Copy out each line of the entries below in which the string "curb" appears.

*EXERCISE INPUTS*
Content starts

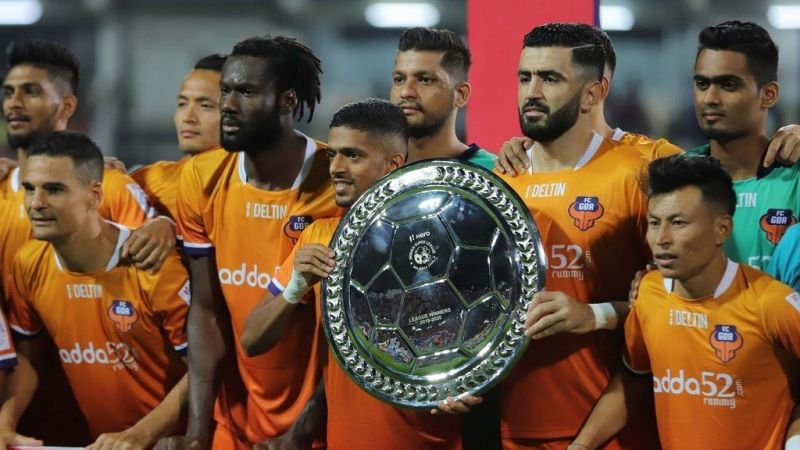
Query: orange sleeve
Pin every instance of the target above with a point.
(191, 228)
(636, 358)
(170, 295)
(124, 201)
(24, 318)
(781, 316)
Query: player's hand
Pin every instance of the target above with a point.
(10, 438)
(288, 441)
(149, 245)
(314, 262)
(111, 162)
(130, 439)
(458, 405)
(513, 156)
(179, 443)
(6, 166)
(784, 147)
(553, 312)
(637, 280)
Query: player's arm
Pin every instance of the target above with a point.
(157, 423)
(513, 157)
(621, 399)
(268, 320)
(18, 390)
(553, 312)
(309, 424)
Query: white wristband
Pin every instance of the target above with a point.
(296, 288)
(605, 316)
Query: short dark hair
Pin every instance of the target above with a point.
(372, 115)
(747, 38)
(83, 152)
(456, 59)
(665, 175)
(213, 62)
(588, 51)
(293, 65)
(59, 61)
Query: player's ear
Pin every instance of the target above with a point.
(463, 90)
(769, 94)
(723, 229)
(288, 101)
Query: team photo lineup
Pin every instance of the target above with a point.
(181, 304)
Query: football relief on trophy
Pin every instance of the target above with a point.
(435, 268)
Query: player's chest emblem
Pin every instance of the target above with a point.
(123, 315)
(775, 223)
(726, 341)
(585, 211)
(295, 225)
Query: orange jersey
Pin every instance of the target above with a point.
(356, 420)
(723, 366)
(250, 232)
(118, 330)
(124, 202)
(592, 220)
(650, 149)
(160, 181)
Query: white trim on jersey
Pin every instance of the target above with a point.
(727, 280)
(308, 160)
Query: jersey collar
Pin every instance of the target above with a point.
(724, 283)
(308, 160)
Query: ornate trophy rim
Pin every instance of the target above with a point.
(508, 348)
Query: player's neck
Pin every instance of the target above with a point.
(89, 249)
(276, 168)
(442, 144)
(741, 157)
(705, 283)
(565, 151)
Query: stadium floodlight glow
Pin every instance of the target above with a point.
(20, 12)
(616, 18)
(784, 17)
(401, 15)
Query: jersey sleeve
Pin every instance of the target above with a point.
(24, 319)
(170, 295)
(784, 264)
(781, 316)
(635, 357)
(124, 201)
(192, 231)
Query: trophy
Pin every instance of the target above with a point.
(436, 265)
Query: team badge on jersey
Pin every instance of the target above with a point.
(585, 211)
(295, 226)
(123, 314)
(725, 341)
(775, 223)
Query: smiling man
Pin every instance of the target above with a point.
(717, 342)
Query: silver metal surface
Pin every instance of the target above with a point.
(436, 265)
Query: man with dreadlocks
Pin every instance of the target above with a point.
(240, 211)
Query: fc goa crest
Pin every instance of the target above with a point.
(295, 226)
(585, 211)
(775, 223)
(725, 341)
(123, 314)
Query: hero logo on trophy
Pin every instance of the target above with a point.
(435, 268)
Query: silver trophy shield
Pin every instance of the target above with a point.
(436, 265)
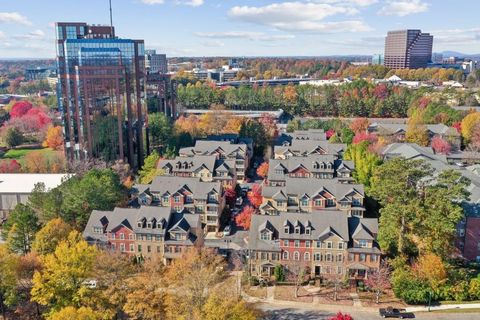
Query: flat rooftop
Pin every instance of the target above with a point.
(25, 182)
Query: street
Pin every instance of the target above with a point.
(276, 312)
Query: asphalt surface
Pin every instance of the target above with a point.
(274, 312)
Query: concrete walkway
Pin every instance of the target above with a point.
(444, 307)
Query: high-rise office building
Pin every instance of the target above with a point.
(155, 62)
(101, 92)
(408, 49)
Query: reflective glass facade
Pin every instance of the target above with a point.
(102, 93)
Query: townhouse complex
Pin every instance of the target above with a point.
(179, 207)
(312, 214)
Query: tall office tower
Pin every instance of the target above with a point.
(155, 63)
(408, 49)
(101, 92)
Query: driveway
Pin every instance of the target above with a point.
(276, 312)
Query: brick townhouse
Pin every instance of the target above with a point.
(311, 194)
(325, 244)
(314, 166)
(149, 232)
(207, 168)
(180, 194)
(223, 150)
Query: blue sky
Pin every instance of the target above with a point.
(244, 27)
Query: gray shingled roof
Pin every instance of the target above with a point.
(306, 147)
(318, 220)
(170, 184)
(311, 187)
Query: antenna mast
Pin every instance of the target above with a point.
(111, 18)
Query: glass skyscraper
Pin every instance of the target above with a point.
(101, 92)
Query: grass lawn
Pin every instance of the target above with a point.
(20, 153)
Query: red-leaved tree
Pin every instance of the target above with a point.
(255, 196)
(440, 145)
(10, 166)
(379, 280)
(20, 108)
(359, 125)
(262, 170)
(244, 218)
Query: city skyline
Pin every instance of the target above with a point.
(246, 28)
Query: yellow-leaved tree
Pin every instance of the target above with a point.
(468, 124)
(62, 282)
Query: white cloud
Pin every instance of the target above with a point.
(192, 3)
(14, 17)
(360, 3)
(302, 16)
(255, 36)
(213, 43)
(403, 8)
(34, 35)
(152, 2)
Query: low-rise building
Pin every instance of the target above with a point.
(205, 199)
(224, 150)
(207, 168)
(148, 232)
(15, 188)
(311, 194)
(325, 244)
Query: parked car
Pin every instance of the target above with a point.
(391, 312)
(227, 231)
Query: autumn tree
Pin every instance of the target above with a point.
(431, 268)
(441, 146)
(60, 283)
(54, 138)
(359, 125)
(72, 313)
(8, 279)
(262, 170)
(243, 219)
(47, 238)
(417, 131)
(379, 280)
(149, 169)
(113, 273)
(255, 195)
(20, 228)
(190, 280)
(145, 294)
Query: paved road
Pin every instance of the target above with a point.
(275, 312)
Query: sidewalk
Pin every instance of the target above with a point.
(444, 307)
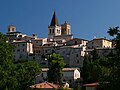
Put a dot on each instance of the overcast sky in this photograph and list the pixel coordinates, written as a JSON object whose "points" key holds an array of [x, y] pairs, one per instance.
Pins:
{"points": [[88, 18]]}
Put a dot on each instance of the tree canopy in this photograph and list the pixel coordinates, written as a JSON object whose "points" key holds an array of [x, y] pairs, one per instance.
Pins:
{"points": [[56, 64], [15, 76]]}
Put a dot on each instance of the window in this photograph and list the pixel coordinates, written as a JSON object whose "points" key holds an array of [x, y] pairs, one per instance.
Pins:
{"points": [[53, 30], [75, 42], [50, 30], [42, 75], [18, 50], [12, 29], [76, 55], [33, 57]]}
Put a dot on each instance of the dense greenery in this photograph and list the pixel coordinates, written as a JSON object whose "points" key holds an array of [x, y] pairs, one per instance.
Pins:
{"points": [[104, 70], [110, 66], [56, 64], [90, 71], [17, 76]]}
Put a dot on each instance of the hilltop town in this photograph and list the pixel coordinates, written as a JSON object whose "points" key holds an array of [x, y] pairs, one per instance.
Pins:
{"points": [[61, 41]]}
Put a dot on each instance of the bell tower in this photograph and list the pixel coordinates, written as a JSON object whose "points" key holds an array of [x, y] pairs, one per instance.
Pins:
{"points": [[54, 29]]}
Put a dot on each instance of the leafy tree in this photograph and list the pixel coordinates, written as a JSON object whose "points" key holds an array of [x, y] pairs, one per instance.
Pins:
{"points": [[7, 73], [26, 73], [90, 69], [15, 76], [56, 64], [110, 66]]}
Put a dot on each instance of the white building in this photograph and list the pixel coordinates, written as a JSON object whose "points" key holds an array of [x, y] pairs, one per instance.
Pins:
{"points": [[22, 50]]}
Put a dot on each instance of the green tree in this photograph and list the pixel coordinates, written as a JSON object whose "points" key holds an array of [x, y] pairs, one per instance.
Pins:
{"points": [[7, 73], [26, 73], [90, 70], [15, 76], [110, 66], [56, 64]]}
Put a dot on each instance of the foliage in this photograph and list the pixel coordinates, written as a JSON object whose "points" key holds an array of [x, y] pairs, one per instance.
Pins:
{"points": [[110, 66], [26, 73], [7, 78], [56, 64], [15, 76], [90, 71]]}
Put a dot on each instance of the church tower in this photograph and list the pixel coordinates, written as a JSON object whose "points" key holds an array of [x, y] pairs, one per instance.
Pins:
{"points": [[54, 29], [65, 29]]}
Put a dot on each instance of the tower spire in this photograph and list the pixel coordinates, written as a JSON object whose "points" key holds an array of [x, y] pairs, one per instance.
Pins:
{"points": [[54, 20]]}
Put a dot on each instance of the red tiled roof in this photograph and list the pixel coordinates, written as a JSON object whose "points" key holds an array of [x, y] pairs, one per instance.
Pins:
{"points": [[91, 84], [45, 85]]}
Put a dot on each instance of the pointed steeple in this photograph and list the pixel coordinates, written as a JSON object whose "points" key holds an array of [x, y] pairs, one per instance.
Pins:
{"points": [[54, 20]]}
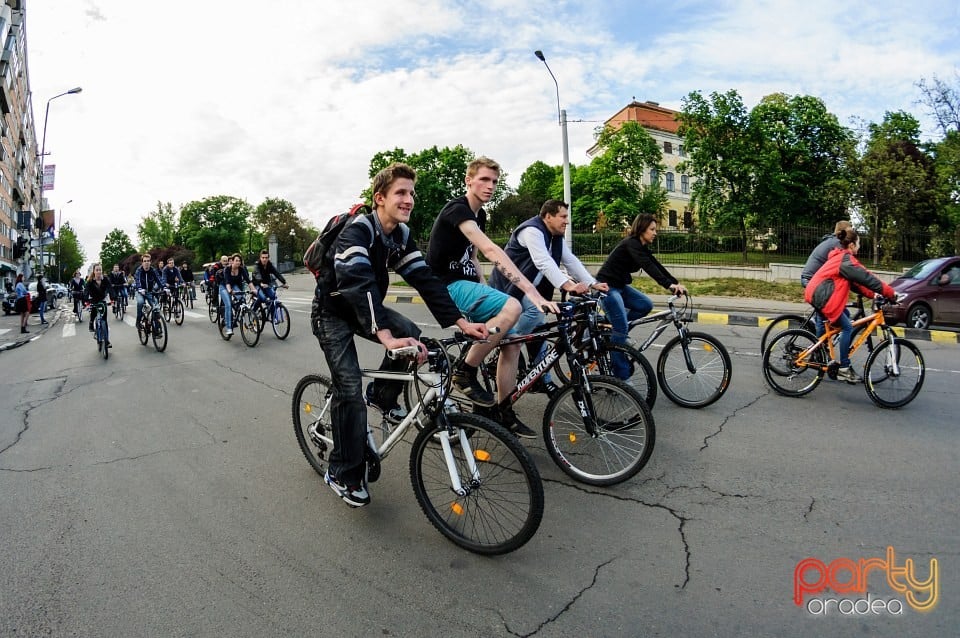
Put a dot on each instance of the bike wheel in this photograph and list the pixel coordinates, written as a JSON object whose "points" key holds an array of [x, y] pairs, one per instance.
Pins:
{"points": [[711, 373], [785, 370], [281, 321], [178, 312], [889, 388], [786, 322], [158, 330], [501, 502], [311, 420], [249, 327], [620, 446]]}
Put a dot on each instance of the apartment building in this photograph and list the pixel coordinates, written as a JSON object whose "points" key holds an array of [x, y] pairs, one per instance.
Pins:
{"points": [[661, 123], [20, 186]]}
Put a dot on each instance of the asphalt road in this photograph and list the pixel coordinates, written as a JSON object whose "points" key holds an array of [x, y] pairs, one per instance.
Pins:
{"points": [[163, 494]]}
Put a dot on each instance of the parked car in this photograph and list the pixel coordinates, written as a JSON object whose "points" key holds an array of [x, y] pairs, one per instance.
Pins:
{"points": [[10, 299], [932, 290]]}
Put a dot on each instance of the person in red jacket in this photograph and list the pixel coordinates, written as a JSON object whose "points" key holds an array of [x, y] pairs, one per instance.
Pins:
{"points": [[829, 290]]}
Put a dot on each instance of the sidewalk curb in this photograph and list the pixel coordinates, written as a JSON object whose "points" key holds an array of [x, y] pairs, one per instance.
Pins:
{"points": [[714, 314]]}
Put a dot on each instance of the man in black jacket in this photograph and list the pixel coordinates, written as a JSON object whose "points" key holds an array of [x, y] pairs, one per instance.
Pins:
{"points": [[353, 305]]}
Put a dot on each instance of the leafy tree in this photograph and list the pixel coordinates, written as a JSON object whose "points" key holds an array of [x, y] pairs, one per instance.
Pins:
{"points": [[538, 182], [70, 255], [215, 226], [158, 229], [115, 248]]}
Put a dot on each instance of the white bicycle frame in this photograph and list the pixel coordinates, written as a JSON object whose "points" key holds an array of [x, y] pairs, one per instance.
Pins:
{"points": [[433, 380]]}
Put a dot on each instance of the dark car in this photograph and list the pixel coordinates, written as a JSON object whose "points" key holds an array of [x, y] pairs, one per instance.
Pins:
{"points": [[932, 290]]}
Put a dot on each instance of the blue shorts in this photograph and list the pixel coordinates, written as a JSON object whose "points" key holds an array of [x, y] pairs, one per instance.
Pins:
{"points": [[478, 302]]}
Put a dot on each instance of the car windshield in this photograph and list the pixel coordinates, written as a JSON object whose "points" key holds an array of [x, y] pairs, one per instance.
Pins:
{"points": [[922, 270]]}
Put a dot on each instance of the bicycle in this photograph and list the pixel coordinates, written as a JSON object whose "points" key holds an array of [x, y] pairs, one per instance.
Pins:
{"points": [[475, 483], [101, 330], [796, 360], [244, 317], [273, 311], [596, 428], [171, 305], [152, 324], [693, 369]]}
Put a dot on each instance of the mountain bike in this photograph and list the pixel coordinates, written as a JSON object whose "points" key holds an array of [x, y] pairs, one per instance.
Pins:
{"points": [[101, 331], [152, 325], [693, 370], [807, 322], [243, 318], [474, 481], [273, 311], [597, 428], [795, 361]]}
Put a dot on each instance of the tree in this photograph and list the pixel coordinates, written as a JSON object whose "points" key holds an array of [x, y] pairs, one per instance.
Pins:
{"points": [[897, 186], [70, 255], [115, 248], [158, 229], [215, 226]]}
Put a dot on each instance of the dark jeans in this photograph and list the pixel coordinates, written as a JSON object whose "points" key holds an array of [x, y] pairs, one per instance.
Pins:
{"points": [[348, 411]]}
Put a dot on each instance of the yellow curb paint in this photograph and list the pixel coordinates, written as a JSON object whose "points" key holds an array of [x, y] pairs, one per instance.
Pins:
{"points": [[712, 318]]}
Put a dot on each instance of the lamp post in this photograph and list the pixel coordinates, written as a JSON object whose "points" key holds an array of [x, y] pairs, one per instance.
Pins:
{"points": [[43, 156], [562, 119]]}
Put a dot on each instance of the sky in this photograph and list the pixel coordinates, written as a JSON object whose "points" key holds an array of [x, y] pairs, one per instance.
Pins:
{"points": [[292, 98]]}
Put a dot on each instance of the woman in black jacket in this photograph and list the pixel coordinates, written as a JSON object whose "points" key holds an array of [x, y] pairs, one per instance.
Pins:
{"points": [[623, 302]]}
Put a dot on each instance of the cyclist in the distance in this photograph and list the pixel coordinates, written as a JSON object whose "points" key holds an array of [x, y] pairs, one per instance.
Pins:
{"points": [[623, 302], [829, 290]]}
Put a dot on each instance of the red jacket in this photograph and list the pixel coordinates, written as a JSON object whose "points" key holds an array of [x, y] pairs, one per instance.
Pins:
{"points": [[829, 289]]}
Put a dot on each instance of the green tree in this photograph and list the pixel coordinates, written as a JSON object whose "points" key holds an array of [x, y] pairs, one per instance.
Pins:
{"points": [[216, 225], [538, 182], [115, 248], [897, 187], [158, 229], [70, 255]]}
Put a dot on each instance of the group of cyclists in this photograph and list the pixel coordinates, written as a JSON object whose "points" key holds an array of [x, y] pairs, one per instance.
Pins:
{"points": [[150, 281]]}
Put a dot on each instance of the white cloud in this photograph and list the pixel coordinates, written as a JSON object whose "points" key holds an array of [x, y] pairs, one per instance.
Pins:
{"points": [[291, 98]]}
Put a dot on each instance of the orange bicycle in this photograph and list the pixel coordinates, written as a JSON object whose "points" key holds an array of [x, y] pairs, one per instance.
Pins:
{"points": [[795, 361]]}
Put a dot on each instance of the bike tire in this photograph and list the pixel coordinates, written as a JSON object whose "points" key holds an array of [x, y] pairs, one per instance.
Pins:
{"points": [[786, 322], [784, 372], [281, 321], [703, 386], [503, 506], [249, 327], [890, 390], [158, 330], [621, 447], [178, 312], [311, 420]]}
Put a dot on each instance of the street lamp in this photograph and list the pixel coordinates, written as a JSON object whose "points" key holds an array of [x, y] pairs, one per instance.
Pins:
{"points": [[562, 118], [43, 187]]}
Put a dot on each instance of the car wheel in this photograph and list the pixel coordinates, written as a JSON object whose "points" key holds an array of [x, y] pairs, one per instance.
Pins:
{"points": [[919, 317]]}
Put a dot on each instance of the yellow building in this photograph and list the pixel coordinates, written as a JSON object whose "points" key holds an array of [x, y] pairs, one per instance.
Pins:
{"points": [[661, 123]]}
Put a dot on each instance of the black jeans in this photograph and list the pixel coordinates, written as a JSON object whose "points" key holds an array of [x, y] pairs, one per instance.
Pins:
{"points": [[348, 412]]}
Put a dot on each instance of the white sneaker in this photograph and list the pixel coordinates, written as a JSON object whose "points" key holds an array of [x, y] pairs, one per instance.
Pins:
{"points": [[847, 374]]}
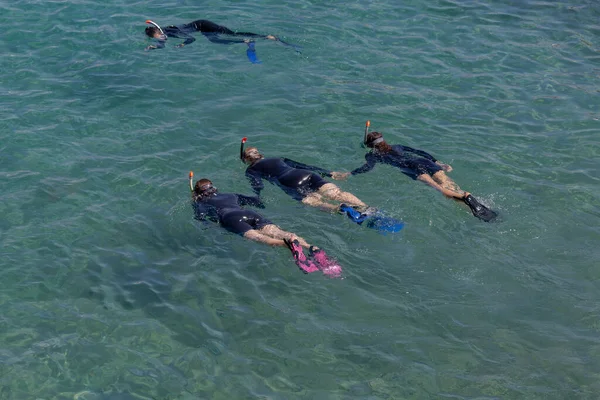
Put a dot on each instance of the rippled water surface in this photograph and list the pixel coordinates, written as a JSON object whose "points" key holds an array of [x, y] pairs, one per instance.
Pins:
{"points": [[110, 290]]}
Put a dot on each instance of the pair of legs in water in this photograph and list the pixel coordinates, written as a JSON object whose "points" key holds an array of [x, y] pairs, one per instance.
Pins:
{"points": [[324, 197]]}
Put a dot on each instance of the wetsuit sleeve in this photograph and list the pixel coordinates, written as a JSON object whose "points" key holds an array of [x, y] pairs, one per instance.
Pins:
{"points": [[215, 38], [369, 165], [318, 170], [188, 38], [250, 201], [255, 181], [203, 212], [160, 44], [419, 152]]}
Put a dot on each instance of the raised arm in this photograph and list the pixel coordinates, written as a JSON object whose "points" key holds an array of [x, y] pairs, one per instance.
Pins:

Content ends

*OUTPUT OF THE TASK*
Put a dot on each instance of the sidewalk curb in this photograph and list the pixel coordinates, written as a JSON object whose "points" key holds an array of [x, y] pairs, one per instance.
Put a dot on each instance of the yellow curb paint in this photograph and list the pixel coordinates, written as a JSON object whose "points" key holds an array of [x, y] pairs, one per instance.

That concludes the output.